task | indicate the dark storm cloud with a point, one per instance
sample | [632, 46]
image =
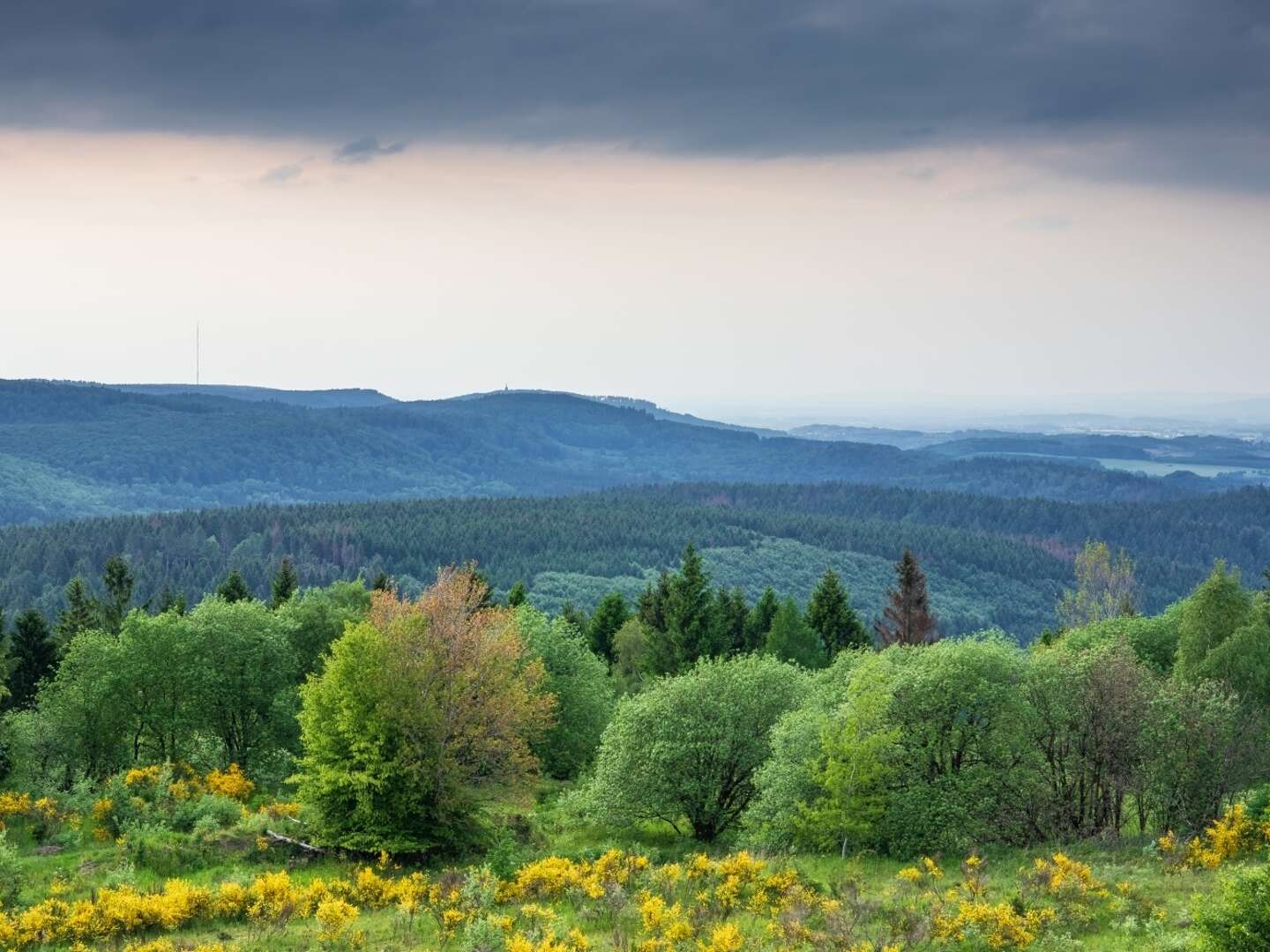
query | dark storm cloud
[366, 150]
[716, 77]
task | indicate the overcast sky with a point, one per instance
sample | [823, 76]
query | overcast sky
[800, 202]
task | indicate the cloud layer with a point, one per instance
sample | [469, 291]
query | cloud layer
[1181, 88]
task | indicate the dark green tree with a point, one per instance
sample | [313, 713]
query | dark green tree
[172, 600]
[730, 614]
[118, 582]
[907, 620]
[609, 614]
[285, 584]
[831, 616]
[81, 612]
[34, 652]
[759, 621]
[234, 588]
[793, 640]
[653, 603]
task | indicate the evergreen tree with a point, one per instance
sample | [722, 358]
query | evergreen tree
[117, 580]
[285, 583]
[759, 621]
[907, 620]
[170, 600]
[791, 639]
[653, 603]
[609, 614]
[34, 652]
[81, 612]
[831, 616]
[519, 596]
[234, 588]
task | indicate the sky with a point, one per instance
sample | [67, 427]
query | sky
[808, 204]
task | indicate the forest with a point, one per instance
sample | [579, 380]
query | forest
[992, 562]
[70, 450]
[351, 766]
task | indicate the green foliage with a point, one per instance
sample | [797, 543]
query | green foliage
[790, 639]
[580, 684]
[831, 616]
[1209, 616]
[686, 750]
[1240, 922]
[609, 614]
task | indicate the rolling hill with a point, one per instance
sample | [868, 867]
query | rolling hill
[71, 450]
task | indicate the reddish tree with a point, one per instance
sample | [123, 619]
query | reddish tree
[907, 620]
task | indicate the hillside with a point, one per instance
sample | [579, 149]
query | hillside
[74, 450]
[992, 562]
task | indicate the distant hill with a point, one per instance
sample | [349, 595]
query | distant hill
[990, 562]
[70, 450]
[312, 398]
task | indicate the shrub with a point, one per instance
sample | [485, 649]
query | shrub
[1240, 920]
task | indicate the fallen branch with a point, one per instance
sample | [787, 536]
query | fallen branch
[299, 844]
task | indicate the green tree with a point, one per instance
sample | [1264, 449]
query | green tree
[80, 614]
[852, 770]
[34, 654]
[285, 584]
[907, 619]
[686, 750]
[519, 596]
[793, 640]
[579, 682]
[1209, 616]
[234, 588]
[118, 582]
[759, 621]
[831, 616]
[417, 716]
[317, 616]
[1105, 587]
[609, 614]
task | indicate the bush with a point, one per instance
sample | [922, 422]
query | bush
[1240, 922]
[689, 747]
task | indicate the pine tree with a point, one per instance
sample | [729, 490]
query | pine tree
[170, 600]
[831, 616]
[759, 620]
[791, 640]
[117, 580]
[519, 596]
[34, 652]
[907, 620]
[81, 612]
[285, 584]
[609, 614]
[234, 588]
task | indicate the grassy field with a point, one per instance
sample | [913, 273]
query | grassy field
[657, 895]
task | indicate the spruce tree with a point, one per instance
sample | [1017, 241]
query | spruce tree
[285, 584]
[609, 614]
[34, 652]
[907, 619]
[81, 612]
[519, 596]
[830, 614]
[790, 639]
[117, 580]
[759, 620]
[234, 588]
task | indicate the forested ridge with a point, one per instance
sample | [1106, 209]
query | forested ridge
[992, 560]
[70, 450]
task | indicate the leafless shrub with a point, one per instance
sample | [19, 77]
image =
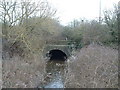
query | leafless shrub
[94, 67]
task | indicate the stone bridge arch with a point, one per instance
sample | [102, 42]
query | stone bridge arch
[66, 49]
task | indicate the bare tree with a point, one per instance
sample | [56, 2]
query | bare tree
[15, 14]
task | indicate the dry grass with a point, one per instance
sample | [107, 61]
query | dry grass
[21, 73]
[94, 67]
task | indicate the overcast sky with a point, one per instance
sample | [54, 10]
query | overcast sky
[67, 10]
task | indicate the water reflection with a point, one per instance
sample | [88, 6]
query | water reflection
[55, 74]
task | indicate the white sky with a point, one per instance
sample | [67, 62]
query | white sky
[67, 10]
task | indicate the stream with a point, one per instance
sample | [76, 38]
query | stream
[55, 74]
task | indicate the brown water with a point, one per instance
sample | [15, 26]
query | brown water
[55, 74]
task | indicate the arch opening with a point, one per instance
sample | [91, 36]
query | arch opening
[57, 54]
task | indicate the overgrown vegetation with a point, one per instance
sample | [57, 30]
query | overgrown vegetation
[84, 32]
[27, 27]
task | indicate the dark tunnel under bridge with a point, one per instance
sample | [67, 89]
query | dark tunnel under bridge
[57, 52]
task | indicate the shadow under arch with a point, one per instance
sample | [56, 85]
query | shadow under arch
[56, 54]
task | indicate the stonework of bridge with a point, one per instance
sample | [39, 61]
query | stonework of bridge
[67, 49]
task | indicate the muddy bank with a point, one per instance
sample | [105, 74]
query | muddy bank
[93, 66]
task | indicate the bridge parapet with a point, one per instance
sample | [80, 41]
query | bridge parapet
[67, 49]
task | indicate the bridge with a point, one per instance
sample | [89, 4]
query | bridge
[58, 50]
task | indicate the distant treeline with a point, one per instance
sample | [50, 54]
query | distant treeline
[26, 27]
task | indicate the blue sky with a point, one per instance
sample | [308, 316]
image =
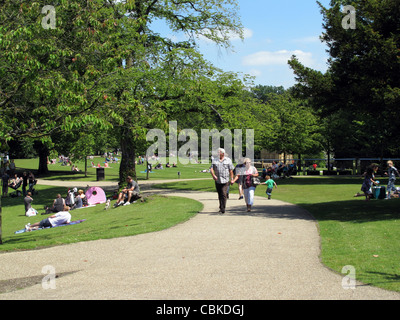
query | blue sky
[274, 31]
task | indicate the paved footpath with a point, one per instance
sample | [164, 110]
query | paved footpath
[271, 253]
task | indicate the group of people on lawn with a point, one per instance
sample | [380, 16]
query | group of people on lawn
[14, 182]
[224, 174]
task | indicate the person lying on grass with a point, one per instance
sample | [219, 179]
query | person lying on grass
[60, 218]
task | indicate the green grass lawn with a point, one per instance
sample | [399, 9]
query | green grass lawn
[154, 214]
[353, 232]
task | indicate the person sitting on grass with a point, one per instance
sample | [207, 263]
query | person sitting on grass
[60, 218]
[131, 191]
[58, 205]
[392, 172]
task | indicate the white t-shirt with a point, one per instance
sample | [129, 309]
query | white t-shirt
[61, 217]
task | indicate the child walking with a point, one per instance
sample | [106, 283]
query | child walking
[270, 185]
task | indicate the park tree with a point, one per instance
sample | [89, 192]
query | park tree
[160, 71]
[294, 129]
[53, 71]
[362, 77]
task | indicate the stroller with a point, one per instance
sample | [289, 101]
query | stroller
[31, 187]
[17, 192]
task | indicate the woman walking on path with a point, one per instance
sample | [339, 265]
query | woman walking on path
[248, 173]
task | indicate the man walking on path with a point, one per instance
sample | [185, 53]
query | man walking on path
[222, 172]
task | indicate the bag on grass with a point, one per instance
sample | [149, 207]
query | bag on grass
[31, 212]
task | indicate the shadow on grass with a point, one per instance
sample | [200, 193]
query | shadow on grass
[326, 180]
[355, 211]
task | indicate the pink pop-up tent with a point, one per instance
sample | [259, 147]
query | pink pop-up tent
[95, 195]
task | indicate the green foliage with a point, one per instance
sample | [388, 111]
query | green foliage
[362, 79]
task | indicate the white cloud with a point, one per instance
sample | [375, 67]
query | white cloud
[307, 40]
[268, 58]
[255, 72]
[247, 34]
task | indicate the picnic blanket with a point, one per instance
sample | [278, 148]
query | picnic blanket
[63, 225]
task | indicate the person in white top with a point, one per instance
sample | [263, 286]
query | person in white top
[247, 173]
[60, 218]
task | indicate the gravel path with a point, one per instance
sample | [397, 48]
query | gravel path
[271, 253]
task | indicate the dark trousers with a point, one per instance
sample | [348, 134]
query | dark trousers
[222, 190]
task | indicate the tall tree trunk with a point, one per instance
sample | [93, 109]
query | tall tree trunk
[1, 233]
[127, 167]
[43, 152]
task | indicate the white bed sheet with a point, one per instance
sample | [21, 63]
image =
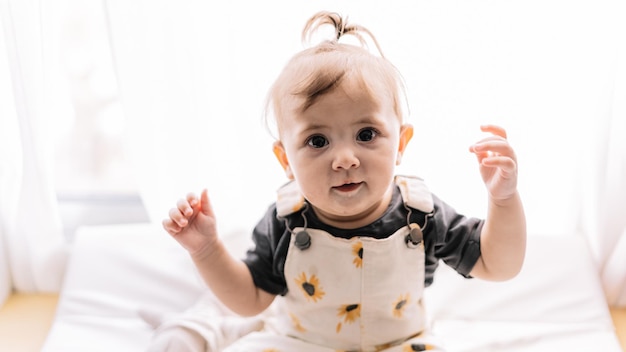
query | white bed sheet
[555, 304]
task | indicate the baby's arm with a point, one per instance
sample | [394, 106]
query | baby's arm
[192, 224]
[503, 237]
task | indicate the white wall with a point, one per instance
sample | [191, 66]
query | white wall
[542, 69]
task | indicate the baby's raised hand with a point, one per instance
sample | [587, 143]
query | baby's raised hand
[192, 223]
[497, 162]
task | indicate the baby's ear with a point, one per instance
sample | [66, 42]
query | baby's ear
[281, 155]
[406, 133]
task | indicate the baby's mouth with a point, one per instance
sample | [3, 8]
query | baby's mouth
[348, 187]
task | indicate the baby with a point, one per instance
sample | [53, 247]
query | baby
[349, 246]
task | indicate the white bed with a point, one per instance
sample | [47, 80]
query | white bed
[555, 304]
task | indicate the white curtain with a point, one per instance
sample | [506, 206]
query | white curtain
[194, 76]
[34, 247]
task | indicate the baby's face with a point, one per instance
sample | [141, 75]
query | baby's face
[342, 152]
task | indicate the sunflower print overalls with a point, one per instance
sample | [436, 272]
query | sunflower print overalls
[358, 294]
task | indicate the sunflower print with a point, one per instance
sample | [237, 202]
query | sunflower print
[310, 287]
[416, 347]
[296, 323]
[357, 250]
[350, 313]
[400, 305]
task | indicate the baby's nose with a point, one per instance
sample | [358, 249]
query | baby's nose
[345, 158]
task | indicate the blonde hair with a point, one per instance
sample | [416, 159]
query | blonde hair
[319, 69]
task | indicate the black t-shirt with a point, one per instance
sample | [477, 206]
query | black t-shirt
[448, 236]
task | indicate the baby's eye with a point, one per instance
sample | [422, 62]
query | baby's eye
[317, 141]
[366, 135]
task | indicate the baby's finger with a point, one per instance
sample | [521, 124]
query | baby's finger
[178, 218]
[493, 147]
[171, 227]
[497, 130]
[504, 163]
[185, 207]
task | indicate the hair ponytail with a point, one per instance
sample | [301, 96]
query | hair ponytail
[341, 26]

# [Objective]
Repeat, without change, each line of the data above from the one that contains "task | indicate the baby's nose" through the final line, counting both.

# [Task response]
task | indicate the baby's nose with a point, one per instance
sample | [358, 249]
query | baby's nose
[345, 158]
task | indicate the blonde hair with a point, one per instance
sample | [416, 159]
query | blonde hair
[319, 69]
task | indicate the black t-shirt with a point, one per instance
sample | [477, 206]
query | black t-shirt
[448, 236]
task | indicate the baby's eye with a point, one per instance
sample | [422, 62]
query | baby's eye
[317, 141]
[366, 135]
task | indicate the baby's finger with a point, one per instance
sample | [521, 124]
query | baby's finger
[178, 218]
[493, 147]
[171, 227]
[497, 130]
[504, 163]
[185, 207]
task | indicate the hair ponytail with a point, one per instance
sample | [301, 96]
query | hair ponytail
[341, 26]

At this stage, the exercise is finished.